### PASAJE FUENTE
Podemos afirmar, siguiendo el hilo lógico de estas ideas, que no somos espontáneos en nuestros sentimientos, ya que no los expresamos espontánea sino rebuscadamente; que no hemos sabido ver, gustar, comprender y admirar nuestra naturaleza de América, puesto que no sabemos pintarla ni aparece sino incidentalmente, y mal, en nuestras pinturas; que no hemos sabido bajar al fondo de nuestras almas criollas, ya que apenas desfloramos la superficie de ellas, manifestando sentimientos o ideas comunes a todos los hombres, ideas y sentimientos que sólo son nuestros porque son humanos, pero sin profundizar en la mina espiritual de cada uno de nosotros y encontrar allí lo único digno de revelación para un poeta; su yo, ese yo que debe ser inconfundible con cualquier otro yo, como su cara es inconfundible con toda otra cara, aunque su yo se parezca, por líneas generales, a los demás de su familia o raza espiritual, como sus rasgos fisonómicos, por inconfundibles que sean, [326] tienen el sello de la familia material en cierto grado y el de la raza en grado menor.

### QUÉ HACER
Redacta la continuación del pasaje sobre el yo del poeta criollo y la naturaleza de América, comenzando después de su última oración.

### EXTRACTO FUENTE
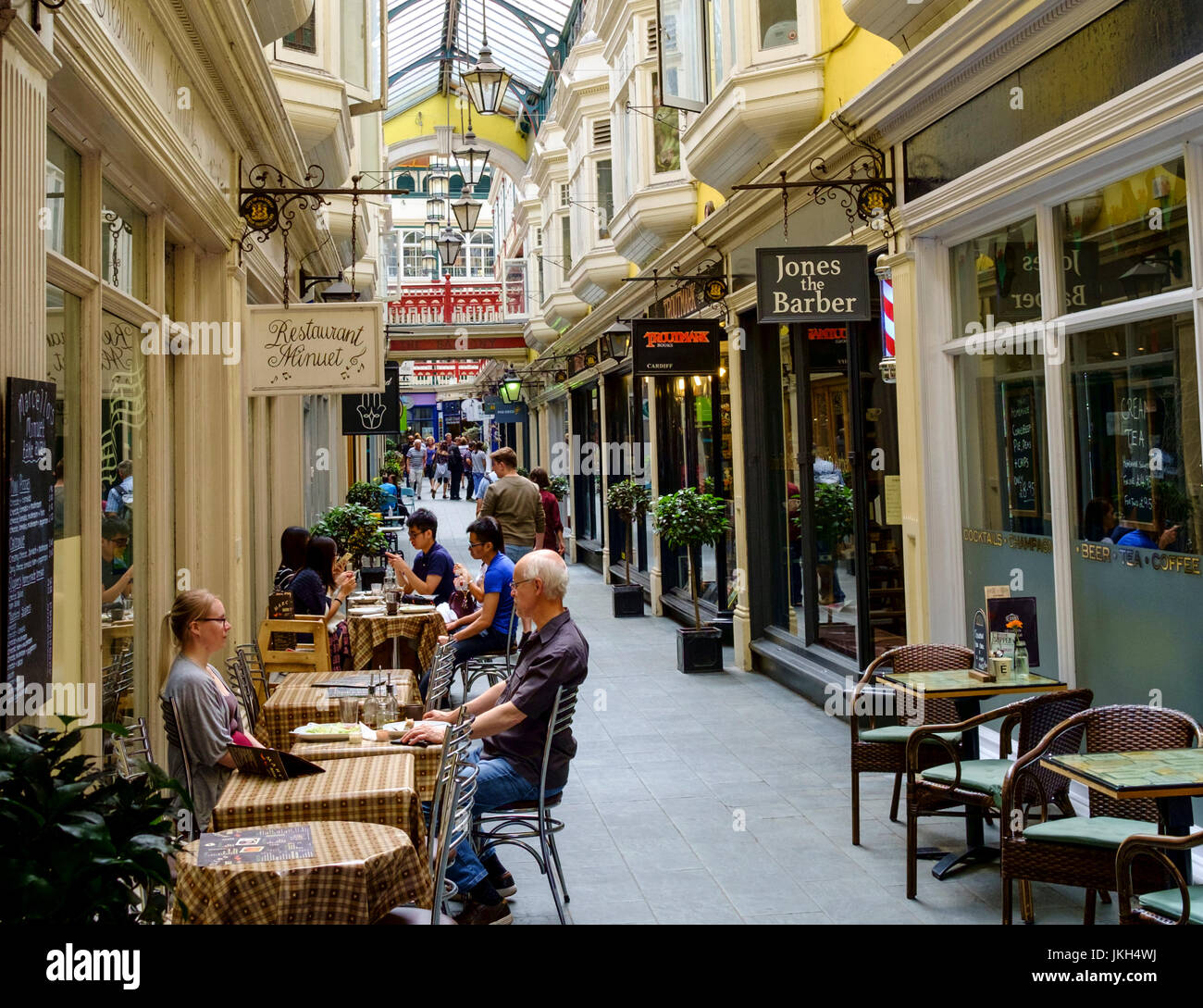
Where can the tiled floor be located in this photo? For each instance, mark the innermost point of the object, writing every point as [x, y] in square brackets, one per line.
[723, 799]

### RESPUESTA ESCRITA
Pero no. Nuestras almas se parecen a las almas de otros pueblos, a las de los pueblos cuyos libros leemos. No tenemos raza espiritual. No somos hombres de tal o cual país; somos hombres de libros; espíritus sin geografía; poetas sin patria; autores sin familia precisa y natural; inteligencias sin órbita; mentes descastadas. Nuestro yo es artificial. A nuestro cerebro no llega, regándolo, la sangre de nuestro corazón, o nuestro corazón no tiene sangre sino tinta, la tinta de los libros que leemos. Somos fenómenos, o fenomenales, no en sentido científico y natural, sino en el sentido antiguo y popular de cosa rara y monstruosa. Veámonos y repugnémonos.
Esta fenomenalidad, si bien se penetra, quizás no sea culpa nuestra, sino obra de una lógica superior, a la cual seamos nosotros tan ajenos como la bola de plomo arrojada en el aire que cae obediente a leyes físicas que ignora.
Nosotros tal vez no tenemos yo racial porque no tenemos raza y carecemos de poesía propia porque carecemos de alma propia. Nuestra poesía, ¿no será mezcolanza y confusión, porque nuestra sangre es confusión y mezcolanza?
Somos una colcha de retazos, una colcha de retazos multicolores como esas con que la pobre gente de mis campos nativos cubre sus pobres catres.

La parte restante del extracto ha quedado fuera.